Brief –
Give back the records in full, with every line exactly as it was.

Data for this exercise –
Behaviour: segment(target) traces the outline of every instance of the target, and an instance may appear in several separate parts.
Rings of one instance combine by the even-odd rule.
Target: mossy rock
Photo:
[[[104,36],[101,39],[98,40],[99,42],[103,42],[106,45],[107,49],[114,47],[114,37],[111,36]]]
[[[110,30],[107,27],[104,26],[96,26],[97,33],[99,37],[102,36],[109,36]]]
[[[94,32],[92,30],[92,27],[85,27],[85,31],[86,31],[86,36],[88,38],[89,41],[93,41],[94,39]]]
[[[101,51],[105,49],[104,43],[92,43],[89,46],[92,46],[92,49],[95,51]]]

Response for this exercise –
Behaviour: segment(target) traces the outline of every instance of the target, and an instance may appear in several separate parts.
Rings of one instance combine by the even-odd rule.
Target: mossy rock
Photo:
[[[104,36],[101,39],[98,40],[99,42],[103,42],[106,45],[107,49],[114,47],[114,37],[111,36]]]
[[[110,30],[107,27],[104,26],[96,26],[97,33],[99,37],[102,36],[109,36]]]
[[[94,32],[92,30],[92,27],[85,27],[85,31],[86,31],[86,36],[88,38],[89,41],[93,41],[94,39]]]
[[[101,51],[105,49],[104,43],[92,43],[89,46],[92,46],[92,49],[95,51]]]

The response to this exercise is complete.